-- start --
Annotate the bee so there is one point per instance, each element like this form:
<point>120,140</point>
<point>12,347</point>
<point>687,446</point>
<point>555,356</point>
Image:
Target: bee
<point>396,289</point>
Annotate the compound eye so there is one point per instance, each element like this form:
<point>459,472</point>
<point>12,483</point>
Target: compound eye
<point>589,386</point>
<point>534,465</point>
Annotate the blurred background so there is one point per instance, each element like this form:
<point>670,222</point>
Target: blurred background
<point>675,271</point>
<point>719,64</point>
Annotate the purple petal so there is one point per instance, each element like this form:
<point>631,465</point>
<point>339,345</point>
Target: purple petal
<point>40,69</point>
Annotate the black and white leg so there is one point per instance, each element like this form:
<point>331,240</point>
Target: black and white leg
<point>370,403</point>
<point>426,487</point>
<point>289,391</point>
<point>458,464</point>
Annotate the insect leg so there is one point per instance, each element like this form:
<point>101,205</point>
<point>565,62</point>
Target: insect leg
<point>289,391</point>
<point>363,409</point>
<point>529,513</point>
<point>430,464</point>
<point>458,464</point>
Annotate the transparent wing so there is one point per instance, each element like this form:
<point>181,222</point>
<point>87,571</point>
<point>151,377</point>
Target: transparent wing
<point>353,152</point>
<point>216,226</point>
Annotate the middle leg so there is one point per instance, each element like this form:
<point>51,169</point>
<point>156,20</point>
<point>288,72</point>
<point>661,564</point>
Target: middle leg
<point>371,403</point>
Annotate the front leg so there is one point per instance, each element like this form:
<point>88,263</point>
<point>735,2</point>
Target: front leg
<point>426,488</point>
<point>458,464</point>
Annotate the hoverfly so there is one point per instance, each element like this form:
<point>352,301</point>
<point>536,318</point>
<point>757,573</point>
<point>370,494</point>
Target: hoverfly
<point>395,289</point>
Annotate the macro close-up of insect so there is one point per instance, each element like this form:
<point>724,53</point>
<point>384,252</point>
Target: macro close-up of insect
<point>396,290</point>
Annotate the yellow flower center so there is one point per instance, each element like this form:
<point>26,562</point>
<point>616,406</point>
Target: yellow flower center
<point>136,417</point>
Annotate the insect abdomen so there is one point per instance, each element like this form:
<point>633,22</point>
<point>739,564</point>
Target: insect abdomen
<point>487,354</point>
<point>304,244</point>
-- end --
- [Instructions to follow]:
Render every line of the material above as a JSON list of strings, one string per line, leaving out blank lines.

- [Answer below]:
[
  "Annotate the bee so there is one point per instance, each element like this form:",
  "<point>120,140</point>",
  "<point>12,347</point>",
  "<point>687,446</point>",
  "<point>555,356</point>",
  "Image:",
  "Target: bee",
  "<point>396,289</point>",
  "Annotate the compound eye so there is one point per instance, each element like this form:",
  "<point>459,472</point>",
  "<point>12,483</point>",
  "Target: compound eye",
  "<point>589,386</point>",
  "<point>534,465</point>",
  "Annotate the blurred background so there is one point per instance, each element like this form:",
  "<point>670,222</point>",
  "Target: blurred background",
  "<point>675,271</point>",
  "<point>719,64</point>",
  "Annotate the purple petal so there is one point per instance, each element like this form:",
  "<point>631,465</point>",
  "<point>339,345</point>",
  "Target: purple petal",
  "<point>40,69</point>",
  "Annotate the black and white leg so there is one point per instance, each element like this form:",
  "<point>331,240</point>",
  "Target: black and white leg",
  "<point>370,403</point>",
  "<point>426,487</point>",
  "<point>289,391</point>",
  "<point>458,464</point>",
  "Annotate the insect leg so there is one point per instance, each element like this form:",
  "<point>101,205</point>",
  "<point>565,62</point>",
  "Target: insect leg",
  "<point>289,391</point>",
  "<point>363,409</point>",
  "<point>529,513</point>",
  "<point>430,464</point>",
  "<point>458,464</point>",
  "Annotate the transparent wing so there is one point per instance, each element like this form:",
  "<point>181,222</point>",
  "<point>87,571</point>",
  "<point>151,377</point>",
  "Target: transparent wing",
  "<point>353,152</point>",
  "<point>216,226</point>",
  "Annotate the middle leg so there is one point per instance, each element like this form:",
  "<point>51,169</point>",
  "<point>156,20</point>",
  "<point>288,72</point>",
  "<point>661,564</point>",
  "Target: middle leg",
  "<point>371,403</point>",
  "Annotate the front leg so there is one point per instance, each element like this form:",
  "<point>88,263</point>",
  "<point>735,2</point>",
  "Target: front leg",
  "<point>426,488</point>",
  "<point>458,464</point>",
  "Annotate the hoverfly so there is one point per instance, each element like this form:",
  "<point>352,301</point>",
  "<point>536,318</point>",
  "<point>757,573</point>",
  "<point>370,494</point>",
  "Target: hoverfly",
  "<point>395,289</point>",
  "Annotate the macro close-up of insect so there is one point per instance, each element like this form:",
  "<point>724,53</point>",
  "<point>384,252</point>",
  "Target: macro close-up of insect",
  "<point>396,290</point>",
  "Annotate the yellow flower center so there is one point per instance, each element like this form:",
  "<point>26,562</point>",
  "<point>616,406</point>",
  "Target: yellow flower center",
  "<point>136,417</point>",
  "Annotate the insect abdomen so there is one point per instance, each element like this form:",
  "<point>633,22</point>",
  "<point>739,564</point>",
  "Target: insect abdomen",
  "<point>487,354</point>",
  "<point>304,244</point>"
]